An identical copy of all the records is what the answer must contain.

[Start of section]

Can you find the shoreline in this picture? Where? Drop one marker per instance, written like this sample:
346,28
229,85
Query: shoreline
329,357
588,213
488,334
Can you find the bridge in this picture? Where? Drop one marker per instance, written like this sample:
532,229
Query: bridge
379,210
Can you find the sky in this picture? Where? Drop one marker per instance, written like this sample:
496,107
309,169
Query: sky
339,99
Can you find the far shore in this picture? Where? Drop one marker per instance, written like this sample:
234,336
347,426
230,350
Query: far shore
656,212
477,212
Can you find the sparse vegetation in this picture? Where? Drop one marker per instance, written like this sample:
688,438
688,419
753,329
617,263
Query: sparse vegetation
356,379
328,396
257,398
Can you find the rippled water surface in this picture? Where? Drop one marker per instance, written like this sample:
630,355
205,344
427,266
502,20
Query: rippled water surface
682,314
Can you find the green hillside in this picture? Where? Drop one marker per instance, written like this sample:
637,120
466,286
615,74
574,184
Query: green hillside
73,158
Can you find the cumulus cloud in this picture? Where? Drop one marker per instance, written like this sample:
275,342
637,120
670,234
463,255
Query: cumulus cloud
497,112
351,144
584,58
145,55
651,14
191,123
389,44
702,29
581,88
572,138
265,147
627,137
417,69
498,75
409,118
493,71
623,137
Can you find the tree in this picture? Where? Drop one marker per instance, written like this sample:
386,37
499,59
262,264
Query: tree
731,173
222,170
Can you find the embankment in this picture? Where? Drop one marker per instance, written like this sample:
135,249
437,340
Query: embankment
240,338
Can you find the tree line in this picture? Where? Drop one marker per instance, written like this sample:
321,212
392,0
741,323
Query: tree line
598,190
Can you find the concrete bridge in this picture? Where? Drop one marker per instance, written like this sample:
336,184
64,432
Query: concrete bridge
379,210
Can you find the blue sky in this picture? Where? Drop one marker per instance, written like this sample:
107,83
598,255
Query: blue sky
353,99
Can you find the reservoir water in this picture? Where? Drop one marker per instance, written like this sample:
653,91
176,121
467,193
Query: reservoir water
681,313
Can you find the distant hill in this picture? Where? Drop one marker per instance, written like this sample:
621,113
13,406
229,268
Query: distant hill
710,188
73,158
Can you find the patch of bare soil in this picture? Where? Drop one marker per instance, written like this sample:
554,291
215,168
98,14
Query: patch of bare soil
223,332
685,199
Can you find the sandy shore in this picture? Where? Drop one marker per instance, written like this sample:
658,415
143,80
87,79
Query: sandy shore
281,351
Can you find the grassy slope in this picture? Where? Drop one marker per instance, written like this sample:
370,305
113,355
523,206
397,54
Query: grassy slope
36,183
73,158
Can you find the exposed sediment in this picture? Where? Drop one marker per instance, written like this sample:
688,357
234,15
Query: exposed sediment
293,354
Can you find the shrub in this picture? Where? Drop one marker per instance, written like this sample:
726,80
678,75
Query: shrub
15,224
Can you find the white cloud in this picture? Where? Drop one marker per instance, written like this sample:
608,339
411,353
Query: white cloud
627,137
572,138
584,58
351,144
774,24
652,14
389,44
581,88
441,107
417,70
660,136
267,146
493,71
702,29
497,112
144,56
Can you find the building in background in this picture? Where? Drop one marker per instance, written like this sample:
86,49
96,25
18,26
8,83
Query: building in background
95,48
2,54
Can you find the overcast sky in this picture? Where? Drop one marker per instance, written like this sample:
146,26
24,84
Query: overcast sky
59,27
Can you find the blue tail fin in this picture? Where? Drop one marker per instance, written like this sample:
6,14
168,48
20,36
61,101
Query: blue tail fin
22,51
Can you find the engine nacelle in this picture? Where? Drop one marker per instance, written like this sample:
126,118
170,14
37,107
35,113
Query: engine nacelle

[End of section]

### Final answer
Can you find the shoreline in this picture? Where? Drop one marker per instance, written like this sample:
346,28
229,85
Query: shoreline
329,357
588,213
488,334
Can you find the bridge in this picture? Where? Drop one marker per instance, written like this sample:
532,229
Query: bridge
379,210
Can you find the sky in this picture? Where? Drop one marker per instance, written like this sample:
496,107
309,169
Query: sky
339,99
Can you find the far shore in this picture? Where? Drop one marker per instance, written like this sample:
234,336
347,426
230,350
Query: far shore
656,212
477,212
Can you find the sparse vegetation in this picture? Where? Drop one marker per instance, written like this sample:
688,438
688,419
753,329
617,263
Query: sparse vegetation
356,379
328,396
257,398
Can you find the rippled water surface in this picture? Where? Drop one marker per instance, written like this sample:
630,355
205,344
427,266
502,20
Query: rippled water surface
682,314
Can you find the green hillside in this picture? Where? Drop one marker per instance, written like this sample:
637,120
466,286
615,74
574,184
Query: green hillside
73,158
Can you find the cumulus cloud in this picture? Where? Drop one marker per instance, written like this sample:
275,342
637,120
670,234
463,255
Query: cumulus cloud
497,112
351,144
584,58
145,55
651,14
191,123
389,44
702,29
581,88
572,138
265,147
627,137
417,69
498,75
409,118
493,71
623,137
Can you find the tree in this picture? Where? Drop one marker per instance, written like this sample:
386,37
499,59
262,264
Query: tree
731,173
222,170
Can you find the embankment in this picture? Where? Drop one marker per instance, written like this sample:
135,249
437,340
Query: embankment
240,338
Can you find the tree line in this picture? Where? Drop one marker per instance, written like this sample:
321,212
392,0
741,323
Query: tree line
598,190
Can you find the concrete bridge in this picture? Where? Drop one marker per instance, written like this sample:
336,184
64,432
Query: concrete bridge
379,210
Can you find the blue sky in this picture? Where? Drop one marker per instance, written like this sample:
107,83
598,255
Query: blue sky
353,99
Can you find the reservoir water in this picture? Where? Drop one marker per instance, written like this sample:
653,91
176,121
467,193
Query: reservoir water
681,313
Can you find the distant hill in this picture? Where? Drop one marker per instance, written like this sample:
621,113
13,406
229,268
Query: distant hill
710,188
73,158
Can you find the patch of bare soil in this picture? Where? Drop one marker per instance, written like this sample:
554,291
215,168
98,14
Query: patch of bare soil
223,332
685,199
Can you find the sandy shore in this picture? Where? Drop one marker per instance, written like this sample:
658,415
143,80
87,79
Query: sandy shore
281,351
Can you find the grassy slope in this picture? Where? Drop one marker per instance, written like this sample:
370,305
113,355
523,206
397,54
Query: grassy slope
36,183
73,158
Can you find the exposed sediment in this picture? Where? Drop one marker per instance, written like this sample:
688,357
234,15
Query: exposed sediment
293,354
Can you find the shrub in this picture? Where? Drop one marker per instance, written like this sample:
726,80
678,75
Query: shrub
15,224
Can you find the white cloud in this picture? Where? Drop one marker per instance, written like this sample:
608,339
411,353
Query: white cloud
627,137
572,138
584,58
351,144
774,24
652,14
389,44
581,88
441,107
417,70
660,136
267,146
493,71
702,29
497,112
144,56
Can you find the building in background in this picture? Where? Drop one marker per instance, written like this sample:
86,49
96,25
18,26
8,83
Query: building in background
95,48
2,54
Can you find the overcast sky in this picture? Where? Drop one marker per instance, written like this sample:
146,26
24,84
Query: overcast sky
59,27
Can you find the blue tail fin in this picture? Where? Drop one marker per instance, written like this sample:
6,14
168,48
20,36
61,101
Query: blue tail fin
22,51
Can you find the engine nacelle in this picture? Where? Drop one marker per instance, written like this sample:
126,118
170,14
37,107
35,113
Query: engine nacelle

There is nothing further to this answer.